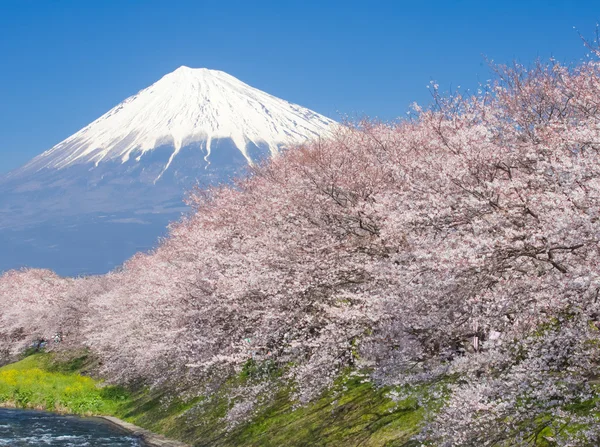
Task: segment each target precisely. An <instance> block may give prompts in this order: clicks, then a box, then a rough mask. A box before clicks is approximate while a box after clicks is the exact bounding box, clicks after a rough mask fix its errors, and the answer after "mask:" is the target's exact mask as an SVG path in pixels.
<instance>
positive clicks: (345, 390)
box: [121, 369, 426, 447]
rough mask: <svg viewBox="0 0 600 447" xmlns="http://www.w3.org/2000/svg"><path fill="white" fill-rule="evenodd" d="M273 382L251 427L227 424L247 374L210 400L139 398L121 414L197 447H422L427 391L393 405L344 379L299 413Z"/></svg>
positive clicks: (147, 427)
mask: <svg viewBox="0 0 600 447" xmlns="http://www.w3.org/2000/svg"><path fill="white" fill-rule="evenodd" d="M250 376H251V375H250ZM270 379H271V380H272V383H273V387H272V388H273V389H275V392H274V393H269V394H268V395H266V396H264V400H263V401H262V402H261V403H260V404H259V405H258V407H257V408H256V411H255V413H254V414H253V416H252V418H251V419H250V420H249V421H247V422H245V423H241V424H239V425H237V426H233V427H232V426H230V425H228V424H227V422H226V421H225V420H224V416H225V415H226V414H227V410H228V409H229V408H231V406H232V405H233V402H232V399H231V396H232V395H234V394H235V392H234V390H235V389H236V387H237V386H238V385H240V384H241V383H244V382H245V381H247V380H249V374H248V370H247V369H245V370H244V371H242V373H241V374H240V376H239V377H237V378H233V379H232V380H230V381H229V382H228V383H227V384H225V385H224V386H223V387H221V389H220V390H219V391H218V392H217V393H215V394H213V395H211V396H203V397H196V398H192V399H189V400H184V399H181V398H172V396H171V395H169V393H167V392H164V391H161V390H155V391H152V392H148V391H147V392H145V393H140V394H139V395H137V396H134V398H133V399H132V400H130V401H129V402H128V403H127V404H126V405H124V406H123V407H122V408H121V410H122V414H121V416H122V417H124V418H125V419H127V420H130V421H132V422H134V423H135V424H137V425H141V426H144V427H147V428H149V429H150V430H153V431H155V432H161V433H164V434H166V435H167V436H170V437H173V438H178V439H181V440H184V441H187V442H190V443H193V444H194V445H195V446H211V447H212V446H224V447H225V446H261V447H262V446H264V447H292V446H307V445H310V446H359V445H360V446H365V447H378V446H381V447H383V446H385V447H392V446H397V447H400V446H404V447H408V446H411V445H417V444H414V443H413V442H411V438H412V437H413V436H414V435H415V434H416V433H417V432H418V431H419V428H420V426H421V424H422V422H423V418H424V414H425V409H424V408H422V407H420V406H419V404H418V403H417V399H416V396H417V395H419V394H422V393H425V392H426V391H425V389H424V388H423V389H420V390H413V395H414V396H413V397H412V398H408V399H406V400H404V401H402V402H394V401H392V400H391V399H390V398H389V391H390V389H389V388H379V389H378V388H375V387H374V386H373V385H372V384H371V383H369V382H366V381H365V380H364V377H361V376H355V375H345V376H344V377H341V378H340V379H339V380H338V381H337V382H336V384H335V386H334V387H332V388H331V389H329V390H327V391H326V392H325V393H323V394H322V395H321V396H320V397H319V398H318V399H316V400H315V401H313V402H311V403H310V404H308V405H305V406H298V405H297V403H296V402H295V401H294V399H293V395H292V390H291V389H290V387H289V386H286V385H285V384H284V383H283V382H281V381H279V375H278V374H277V373H273V374H272V375H271V376H270ZM234 401H235V400H234Z"/></svg>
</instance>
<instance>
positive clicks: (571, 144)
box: [0, 61, 600, 446]
mask: <svg viewBox="0 0 600 447" xmlns="http://www.w3.org/2000/svg"><path fill="white" fill-rule="evenodd" d="M431 88H432V91H433V98H434V100H435V101H434V102H435V104H436V105H435V107H433V108H431V109H427V110H421V109H419V108H416V109H415V113H414V114H413V116H412V117H411V119H408V120H405V121H402V122H399V123H396V124H381V123H373V122H362V123H359V124H357V125H353V126H344V127H343V128H340V129H339V131H338V132H337V133H336V135H334V136H333V137H332V138H330V139H326V140H322V141H315V142H313V143H311V144H308V145H306V146H305V147H302V148H297V149H295V150H290V151H288V152H287V153H285V154H284V155H283V156H280V157H278V158H276V159H274V160H272V161H271V162H270V163H268V164H266V165H264V166H260V167H257V168H256V169H255V172H254V173H253V175H252V176H251V177H250V178H248V179H245V180H241V181H239V182H238V183H237V184H236V185H235V186H234V187H222V188H215V189H211V190H208V191H200V190H197V191H194V192H192V193H191V195H190V198H189V201H190V204H191V205H192V207H193V209H194V212H193V213H191V214H190V215H189V216H188V217H186V218H184V219H183V220H181V221H180V222H177V223H175V224H173V225H172V226H171V229H170V235H169V237H168V238H167V239H165V240H164V241H163V242H162V243H161V245H160V246H159V247H158V248H157V249H156V250H155V251H154V252H152V253H148V254H138V255H136V256H135V257H134V258H132V259H131V260H130V261H128V262H127V263H126V264H125V266H124V268H123V269H122V271H119V272H115V273H111V274H109V275H106V276H103V277H94V278H80V279H63V278H59V277H57V276H56V275H54V274H52V273H51V272H48V271H39V270H26V271H22V272H9V273H6V274H5V275H4V276H2V277H1V278H0V303H1V307H0V337H1V338H0V343H1V344H2V345H1V347H2V349H3V350H4V352H5V353H6V354H7V355H8V354H14V353H15V352H17V351H19V350H21V349H23V348H24V347H25V346H26V344H27V343H30V342H31V341H33V340H40V339H51V337H52V335H53V334H56V333H60V334H61V340H62V341H61V343H71V344H79V345H85V346H87V347H89V348H91V349H92V350H93V351H94V352H96V353H97V354H98V355H100V356H101V357H102V359H103V360H104V365H105V368H106V371H105V373H106V374H107V375H109V377H112V378H113V379H114V380H117V381H130V380H139V379H143V380H145V381H147V382H148V383H151V384H155V385H156V384H160V383H163V382H165V381H167V382H177V383H179V384H183V383H186V382H189V383H190V384H193V383H200V382H201V383H205V384H207V383H208V384H212V385H214V386H218V384H219V383H220V381H221V380H223V379H225V378H227V377H228V376H229V375H230V374H232V373H234V372H236V371H239V370H240V368H241V367H242V366H243V365H244V364H245V363H246V362H247V361H248V360H249V359H254V360H255V361H256V362H258V363H269V364H272V365H275V366H278V367H279V368H280V369H281V370H283V371H285V374H286V376H287V377H288V378H289V379H290V380H293V381H294V382H295V383H297V384H298V390H299V392H298V398H299V399H300V400H301V401H306V400H309V399H311V398H312V397H314V396H315V394H317V393H319V392H320V391H321V390H322V389H323V388H324V387H326V386H327V385H329V384H330V383H331V382H332V380H333V379H334V378H335V377H336V376H337V375H339V373H340V371H341V370H342V369H343V368H345V367H348V366H355V367H366V368H368V369H369V370H370V371H372V376H373V380H374V381H376V382H377V383H379V384H382V385H399V384H407V383H445V384H446V387H447V392H446V393H445V399H446V402H445V405H443V406H442V409H441V410H440V411H438V412H437V413H436V414H433V415H431V417H430V420H429V421H428V425H427V428H426V429H425V431H424V434H423V436H424V437H425V438H426V439H429V440H434V441H435V442H437V443H439V444H440V445H447V446H485V445H528V444H532V445H533V444H535V442H537V440H538V439H539V438H540V437H542V436H545V437H546V438H547V441H548V442H552V443H555V445H564V446H570V445H597V443H598V442H600V429H599V428H598V427H600V424H598V422H599V421H598V420H597V418H596V416H595V415H596V414H597V413H596V412H597V410H598V409H597V408H596V400H595V398H594V396H595V386H596V385H595V384H596V380H597V370H598V366H599V361H600V359H599V358H598V356H599V354H600V350H599V347H600V337H599V332H598V326H599V325H600V305H599V303H598V298H599V290H600V245H599V244H600V153H599V150H600V127H599V126H600V109H599V107H600V64H598V63H597V62H595V61H589V62H585V63H583V64H581V65H579V66H577V67H571V68H568V67H564V66H561V65H559V64H557V63H555V62H551V63H550V64H547V65H542V64H539V65H537V66H535V67H533V69H526V68H524V67H520V66H514V67H505V68H499V69H498V76H497V80H496V81H494V82H493V83H490V84H489V85H486V86H484V87H482V91H480V92H478V93H477V94H473V95H461V94H456V95H454V96H452V97H443V96H441V95H439V94H438V93H437V86H436V85H435V84H432V86H431ZM573 427H578V429H577V430H574V429H573Z"/></svg>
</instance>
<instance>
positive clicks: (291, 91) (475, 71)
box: [0, 0, 600, 173]
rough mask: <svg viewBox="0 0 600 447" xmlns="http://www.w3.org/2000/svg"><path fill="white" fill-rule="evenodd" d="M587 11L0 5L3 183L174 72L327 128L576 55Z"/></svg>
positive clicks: (1, 160)
mask: <svg viewBox="0 0 600 447" xmlns="http://www.w3.org/2000/svg"><path fill="white" fill-rule="evenodd" d="M598 20H600V2H599V1H598V0H596V1H578V0H571V1H558V0H557V1H553V0H546V1H538V0H521V1H487V0H480V1H470V0H469V1H467V0H456V1H452V0H446V1H438V0H431V1H416V0H415V1H410V2H409V1H401V0H397V1H376V0H372V1H352V0H348V1H327V0H322V1H311V0H303V1H292V0H279V1H260V0H245V1H228V0H220V1H213V0H210V1H209V0H204V1H203V0H194V1H185V0H170V1H167V0H160V1H159V0H144V1H142V0H139V1H136V0H128V1H125V0H102V1H100V0H85V1H84V0H72V1H68V0H37V1H32V0H0V63H1V65H0V67H1V68H0V137H1V138H0V173H2V172H6V171H8V170H10V169H13V168H15V167H18V166H19V165H21V164H23V163H25V162H26V161H28V160H29V159H30V158H32V157H33V156H35V155H37V154H39V153H41V152H43V151H44V150H46V149H48V148H50V147H51V146H53V145H54V144H56V143H58V142H59V141H61V140H62V139H64V138H66V137H68V136H69V135H71V134H72V133H74V132H75V131H77V130H78V129H80V128H81V127H83V126H84V125H86V124H87V123H89V122H90V121H92V120H93V119H95V118H97V117H98V116H100V115H101V114H103V113H104V112H106V111H107V110H109V109H110V108H111V107H113V106H114V105H116V104H117V103H119V102H120V101H122V100H123V99H125V98H126V97H127V96H129V95H132V94H134V93H135V92H137V91H138V90H140V89H142V88H144V87H147V86H148V85H150V84H151V83H153V82H155V81H156V80H158V79H159V78H160V77H161V76H162V75H164V74H166V73H168V72H170V71H172V70H174V69H175V68H177V67H178V66H180V65H187V66H190V67H207V68H214V69H220V70H224V71H226V72H228V73H230V74H232V75H234V76H236V77H238V78H240V79H241V80H243V81H245V82H247V83H249V84H250V85H252V86H254V87H257V88H260V89H262V90H265V91H267V92H269V93H271V94H274V95H276V96H279V97H282V98H284V99H287V100H289V101H292V102H296V103H299V104H301V105H303V106H306V107H309V108H312V109H314V110H316V111H318V112H321V113H324V114H326V115H329V116H330V117H332V118H336V119H338V118H340V117H341V116H344V115H349V116H363V115H369V116H373V117H375V116H376V117H379V118H381V119H386V120H387V119H393V118H395V117H398V116H402V115H404V114H405V112H406V111H407V109H408V106H409V105H410V104H411V103H412V102H413V101H417V102H420V103H427V102H428V101H429V96H428V92H427V89H426V88H425V86H426V85H427V83H428V82H429V81H430V80H432V79H435V80H436V81H438V82H439V83H440V85H441V86H442V87H443V88H448V87H450V86H456V85H461V86H462V87H471V88H473V87H475V86H476V85H477V82H478V81H480V80H481V81H484V80H485V79H487V78H488V77H489V69H488V66H487V64H486V62H485V59H484V57H487V58H490V59H493V60H494V61H497V62H510V61H511V60H513V59H517V60H519V61H521V62H529V61H532V60H534V59H535V58H536V57H538V56H539V57H544V58H545V57H548V56H555V57H557V58H559V59H561V60H563V61H569V62H573V61H577V60H579V59H581V58H582V57H584V55H585V50H584V48H583V47H582V45H581V42H580V40H579V38H578V34H577V32H576V31H575V30H574V29H573V27H576V28H577V29H578V30H579V31H581V32H582V33H583V34H586V35H588V36H592V35H593V31H594V27H595V25H596V23H597V21H598Z"/></svg>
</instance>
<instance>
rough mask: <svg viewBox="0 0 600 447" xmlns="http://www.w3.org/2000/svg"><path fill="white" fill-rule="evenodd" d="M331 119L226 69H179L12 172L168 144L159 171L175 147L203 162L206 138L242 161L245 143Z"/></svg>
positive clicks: (210, 141) (168, 164)
mask: <svg viewBox="0 0 600 447" xmlns="http://www.w3.org/2000/svg"><path fill="white" fill-rule="evenodd" d="M333 124H334V121H332V120H330V119H329V118H326V117H324V116H322V115H319V114H317V113H315V112H312V111H310V110H308V109H306V108H303V107H300V106H298V105H295V104H291V103H289V102H287V101H284V100H281V99H279V98H276V97H274V96H271V95H269V94H267V93H264V92H262V91H260V90H257V89H255V88H253V87H250V86H249V85H247V84H245V83H243V82H241V81H239V80H238V79H236V78H234V77H233V76H231V75H228V74H227V73H224V72H222V71H217V70H208V69H191V68H188V67H180V68H178V69H177V70H175V71H174V72H172V73H169V74H167V75H166V76H164V77H163V78H162V79H160V80H159V81H158V82H156V83H154V84H153V85H151V86H150V87H148V88H146V89H144V90H142V91H140V92H139V93H137V94H136V95H134V96H131V97H129V98H127V99H126V100H125V101H123V102H122V103H120V104H119V105H117V106H116V107H114V108H113V109H111V110H110V111H109V112H107V113H106V114H104V115H102V116H101V117H100V118H98V119H97V120H95V121H94V122H92V123H91V124H89V125H88V126H86V127H84V128H83V129H81V130H80V131H79V132H77V133H75V134H74V135H72V136H70V137H69V138H67V139H66V140H64V141H62V142H61V143H59V144H57V145H56V146H54V147H53V148H52V149H50V150H48V151H47V152H44V153H43V154H42V155H40V156H39V157H36V158H35V159H34V160H32V161H31V162H30V163H28V164H27V165H26V166H25V167H24V168H22V169H21V170H18V171H17V172H16V173H14V174H12V175H16V174H22V173H31V172H34V171H38V170H40V169H44V168H47V169H63V168H65V167H69V166H73V165H76V164H82V163H93V164H94V165H95V166H98V165H99V164H100V163H102V162H105V161H115V160H120V161H121V163H125V162H127V161H128V160H129V159H131V158H134V157H135V159H136V161H140V160H141V158H142V157H143V156H144V155H145V154H146V153H148V152H151V151H153V150H154V149H156V148H157V147H161V146H165V145H168V146H172V148H173V151H172V153H171V156H170V157H169V159H168V162H167V163H166V164H165V166H164V169H165V170H166V169H167V168H168V167H169V166H170V164H171V163H172V161H173V159H174V158H175V156H176V155H177V154H178V153H179V152H180V151H181V149H182V147H185V146H188V145H191V144H193V143H199V145H201V147H202V148H203V149H204V150H205V152H206V154H205V157H204V158H205V160H206V161H207V162H208V163H210V157H211V150H212V149H213V144H212V142H213V141H214V140H219V139H230V140H231V141H232V142H233V144H234V146H235V147H236V148H237V149H238V150H239V151H240V152H241V154H242V155H243V156H244V158H245V159H246V161H247V162H248V163H251V162H252V157H251V154H250V153H249V145H250V144H252V145H254V146H256V147H260V146H266V147H268V149H269V151H270V153H271V154H272V155H274V154H276V153H277V152H278V151H279V148H280V146H281V145H293V144H297V143H301V142H303V141H305V140H306V139H307V138H313V137H317V136H319V135H322V134H323V133H326V132H328V131H329V129H330V126H331V125H333Z"/></svg>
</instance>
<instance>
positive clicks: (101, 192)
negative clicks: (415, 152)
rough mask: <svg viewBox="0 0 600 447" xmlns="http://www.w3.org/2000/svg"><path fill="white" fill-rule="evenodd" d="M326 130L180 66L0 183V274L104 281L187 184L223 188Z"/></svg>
mask: <svg viewBox="0 0 600 447" xmlns="http://www.w3.org/2000/svg"><path fill="white" fill-rule="evenodd" d="M335 125H336V123H335V122H334V121H332V120H331V119H329V118H326V117H324V116H322V115H319V114H318V113H315V112H313V111H311V110H308V109H306V108H304V107H301V106H298V105H295V104H291V103H289V102H287V101H284V100H281V99H279V98H276V97H274V96H271V95H269V94H267V93H264V92H262V91H260V90H257V89H255V88H253V87H250V86H249V85H247V84H245V83H243V82H241V81H240V80H238V79H236V78H234V77H233V76H230V75H228V74H227V73H224V72H222V71H217V70H208V69H192V68H188V67H180V68H178V69H177V70H175V71H174V72H172V73H169V74H167V75H165V76H164V77H163V78H161V79H160V80H159V81H157V82H156V83H154V84H152V85H151V86H150V87H148V88H146V89H144V90H141V91H140V92H139V93H137V94H136V95H134V96H132V97H130V98H127V99H126V100H125V101H123V102H122V103H120V104H119V105H117V106H116V107H114V108H113V109H111V110H110V111H109V112H107V113H106V114H104V115H103V116H101V117H100V118H98V119H97V120H95V121H94V122H92V123H91V124H89V125H88V126H86V127H84V128H83V129H81V130H80V131H79V132H76V133H75V134H74V135H72V136H70V137H69V138H67V139H66V140H64V141H62V142H61V143H59V144H57V145H56V146H54V147H53V148H51V149H50V150H48V151H46V152H44V153H43V154H41V155H39V156H38V157H36V158H34V159H33V160H31V161H30V162H29V163H27V164H26V165H25V166H23V167H22V168H20V169H17V170H15V171H13V172H10V173H8V174H7V175H5V176H3V177H0V247H2V250H0V272H2V271H6V270H9V269H12V268H18V267H24V266H26V267H40V268H50V269H52V270H55V271H57V272H58V273H60V274H62V275H69V276H76V275H82V274H98V273H106V272H108V271H109V270H112V269H114V268H115V267H117V266H119V265H121V264H122V263H123V262H124V261H125V260H126V259H128V258H129V257H131V256H133V255H134V254H135V253H136V252H139V251H146V250H149V249H151V248H153V247H155V246H156V245H157V243H158V239H159V237H160V236H164V235H165V234H166V227H167V224H168V223H169V222H171V221H174V220H178V219H179V218H180V217H181V214H182V213H185V212H187V211H188V210H189V208H188V207H187V206H186V204H185V203H184V199H185V194H186V192H188V191H189V190H191V189H192V188H193V187H194V186H195V185H197V184H198V185H200V186H201V187H206V186H210V185H217V184H221V183H230V182H231V181H232V178H234V177H236V176H241V175H244V173H247V170H248V167H249V166H251V165H253V164H256V163H259V162H261V161H262V160H265V159H267V158H269V157H272V156H276V155H278V154H279V153H280V152H281V151H282V150H284V149H285V148H289V147H293V146H297V145H299V144H303V143H305V142H308V141H310V140H314V139H318V138H324V137H326V136H327V135H329V134H331V132H332V131H333V129H334V128H335Z"/></svg>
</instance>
+ + + + +
**EXERCISE DIRECTIONS**. Present the records as a Markdown table with columns Row and Line. Start from the first line of the records and continue through the line containing "positive clicks: (147, 427)". Include both of those lines, skip blank lines, and leave out the pictures.

**RESPONSE AREA**.
| Row | Line |
|---|---|
| 1 | Task: segment each target precisely. An <instance> block may give prompts in this order: clicks, then a box, then a rough mask. A box before clicks is approximate while a box after clicks is the exact bounding box, clicks after a rough mask fix its errors, and the answer after "mask:" is the target's exact mask as an SVG path in pixels. |
| 2 | <instance> |
| 3 | positive clicks: (345, 390) |
| 4 | box: [121, 369, 426, 447] |
| 5 | rough mask: <svg viewBox="0 0 600 447" xmlns="http://www.w3.org/2000/svg"><path fill="white" fill-rule="evenodd" d="M273 382L251 427L227 424L247 374L210 400L139 398L121 414L197 447H422L427 391L393 405L344 379L299 413Z"/></svg> |
| 6 | positive clicks: (147, 427) |